Please find every line in the material below that contains the word "window" and copy each one. Uppercase and lowercase letters count as different.
****************************************
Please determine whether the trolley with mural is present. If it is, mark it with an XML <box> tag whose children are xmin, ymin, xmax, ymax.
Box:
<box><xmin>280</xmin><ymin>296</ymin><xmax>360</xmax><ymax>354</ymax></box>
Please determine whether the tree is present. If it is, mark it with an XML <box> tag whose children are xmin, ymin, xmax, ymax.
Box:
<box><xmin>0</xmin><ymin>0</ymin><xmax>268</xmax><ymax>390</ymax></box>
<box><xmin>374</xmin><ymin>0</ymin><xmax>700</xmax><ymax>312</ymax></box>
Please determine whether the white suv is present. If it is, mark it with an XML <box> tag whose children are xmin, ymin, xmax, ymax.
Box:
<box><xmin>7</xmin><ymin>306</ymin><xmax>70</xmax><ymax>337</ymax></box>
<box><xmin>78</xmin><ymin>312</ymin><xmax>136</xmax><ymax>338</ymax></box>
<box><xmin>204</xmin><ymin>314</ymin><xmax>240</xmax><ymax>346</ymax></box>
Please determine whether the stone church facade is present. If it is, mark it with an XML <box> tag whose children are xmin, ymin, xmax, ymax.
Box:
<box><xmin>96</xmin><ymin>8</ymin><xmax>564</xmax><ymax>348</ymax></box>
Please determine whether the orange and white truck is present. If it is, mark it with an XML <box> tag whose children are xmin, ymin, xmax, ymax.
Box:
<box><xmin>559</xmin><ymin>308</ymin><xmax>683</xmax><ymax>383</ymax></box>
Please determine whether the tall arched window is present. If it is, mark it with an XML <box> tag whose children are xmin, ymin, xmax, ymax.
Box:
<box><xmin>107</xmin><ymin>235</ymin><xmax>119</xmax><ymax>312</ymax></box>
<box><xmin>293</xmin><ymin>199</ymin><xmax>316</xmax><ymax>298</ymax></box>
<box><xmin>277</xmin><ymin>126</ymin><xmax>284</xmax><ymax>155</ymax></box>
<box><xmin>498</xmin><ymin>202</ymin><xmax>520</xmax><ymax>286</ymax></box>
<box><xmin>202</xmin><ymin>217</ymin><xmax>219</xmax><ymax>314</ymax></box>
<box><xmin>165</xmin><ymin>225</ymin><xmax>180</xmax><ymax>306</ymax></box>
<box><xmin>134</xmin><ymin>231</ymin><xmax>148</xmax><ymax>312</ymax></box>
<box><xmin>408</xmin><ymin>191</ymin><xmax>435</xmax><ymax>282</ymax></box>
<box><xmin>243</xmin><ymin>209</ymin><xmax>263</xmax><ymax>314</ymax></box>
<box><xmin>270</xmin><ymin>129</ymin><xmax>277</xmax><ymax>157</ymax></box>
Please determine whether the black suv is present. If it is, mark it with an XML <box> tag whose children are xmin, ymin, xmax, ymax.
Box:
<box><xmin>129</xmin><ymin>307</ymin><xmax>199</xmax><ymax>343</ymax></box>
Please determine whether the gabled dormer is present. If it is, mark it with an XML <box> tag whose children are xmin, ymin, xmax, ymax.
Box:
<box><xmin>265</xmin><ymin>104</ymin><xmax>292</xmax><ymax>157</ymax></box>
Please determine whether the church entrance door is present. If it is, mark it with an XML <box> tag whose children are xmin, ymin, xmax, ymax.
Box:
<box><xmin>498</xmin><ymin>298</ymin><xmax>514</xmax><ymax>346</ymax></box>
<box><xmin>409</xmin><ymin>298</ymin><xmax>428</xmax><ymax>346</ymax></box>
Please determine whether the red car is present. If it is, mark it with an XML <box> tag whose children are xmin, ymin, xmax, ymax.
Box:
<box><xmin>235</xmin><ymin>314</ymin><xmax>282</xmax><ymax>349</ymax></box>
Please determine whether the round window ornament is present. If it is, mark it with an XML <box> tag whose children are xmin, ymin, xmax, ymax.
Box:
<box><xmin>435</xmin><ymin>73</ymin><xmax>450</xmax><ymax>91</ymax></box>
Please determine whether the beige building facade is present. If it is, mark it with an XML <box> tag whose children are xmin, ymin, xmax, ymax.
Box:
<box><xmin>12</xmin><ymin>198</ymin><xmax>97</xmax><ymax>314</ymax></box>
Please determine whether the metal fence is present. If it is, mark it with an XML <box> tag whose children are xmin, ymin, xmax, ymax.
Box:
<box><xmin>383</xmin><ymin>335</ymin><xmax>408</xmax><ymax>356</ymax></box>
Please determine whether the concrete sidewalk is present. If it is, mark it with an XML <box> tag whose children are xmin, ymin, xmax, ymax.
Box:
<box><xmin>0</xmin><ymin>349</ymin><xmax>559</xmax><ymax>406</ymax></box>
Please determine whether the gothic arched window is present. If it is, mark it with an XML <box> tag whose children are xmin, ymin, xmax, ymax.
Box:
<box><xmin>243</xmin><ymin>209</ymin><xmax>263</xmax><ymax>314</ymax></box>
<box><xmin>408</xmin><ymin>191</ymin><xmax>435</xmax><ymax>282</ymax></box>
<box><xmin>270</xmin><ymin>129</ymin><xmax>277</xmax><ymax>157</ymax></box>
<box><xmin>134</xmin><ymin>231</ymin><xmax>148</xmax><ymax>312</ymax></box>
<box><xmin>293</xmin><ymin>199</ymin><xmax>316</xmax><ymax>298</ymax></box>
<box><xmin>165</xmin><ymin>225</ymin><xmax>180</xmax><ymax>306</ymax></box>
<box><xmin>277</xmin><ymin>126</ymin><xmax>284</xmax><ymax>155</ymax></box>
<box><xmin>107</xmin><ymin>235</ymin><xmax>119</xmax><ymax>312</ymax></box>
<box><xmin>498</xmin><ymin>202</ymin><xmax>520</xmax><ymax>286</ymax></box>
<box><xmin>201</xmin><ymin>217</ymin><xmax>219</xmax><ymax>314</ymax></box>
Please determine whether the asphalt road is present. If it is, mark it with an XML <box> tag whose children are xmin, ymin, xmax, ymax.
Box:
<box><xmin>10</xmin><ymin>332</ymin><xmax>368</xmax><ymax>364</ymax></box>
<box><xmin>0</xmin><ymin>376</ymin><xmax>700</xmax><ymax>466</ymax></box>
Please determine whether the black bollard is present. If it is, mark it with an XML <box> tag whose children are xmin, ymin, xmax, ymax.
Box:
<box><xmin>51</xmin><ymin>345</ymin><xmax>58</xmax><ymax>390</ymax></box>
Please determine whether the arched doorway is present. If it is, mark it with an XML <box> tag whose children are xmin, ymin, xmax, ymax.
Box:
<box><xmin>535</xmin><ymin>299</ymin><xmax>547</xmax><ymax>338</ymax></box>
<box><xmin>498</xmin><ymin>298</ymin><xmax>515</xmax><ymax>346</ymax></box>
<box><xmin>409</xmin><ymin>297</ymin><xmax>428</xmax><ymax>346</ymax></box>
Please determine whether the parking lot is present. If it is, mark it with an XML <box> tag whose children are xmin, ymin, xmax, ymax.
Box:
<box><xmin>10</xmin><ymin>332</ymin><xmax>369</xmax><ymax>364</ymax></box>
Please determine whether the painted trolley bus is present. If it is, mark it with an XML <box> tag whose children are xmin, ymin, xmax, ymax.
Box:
****************************************
◆ In response ◆
Please determine whether the tall arched window is present. If it is, mark it with an XML <box> tag whose children are xmin, ymin, xmax, ymax.
Please determine whether the round window ornament is present. If it is, mark it with an XML <box> tag whose children are xmin, ymin, xmax, ymax.
Please determine whether the gothic arched window is present. If it is, mark it with an XML <box> tag whose children are xmin, ymin, xmax, ymax.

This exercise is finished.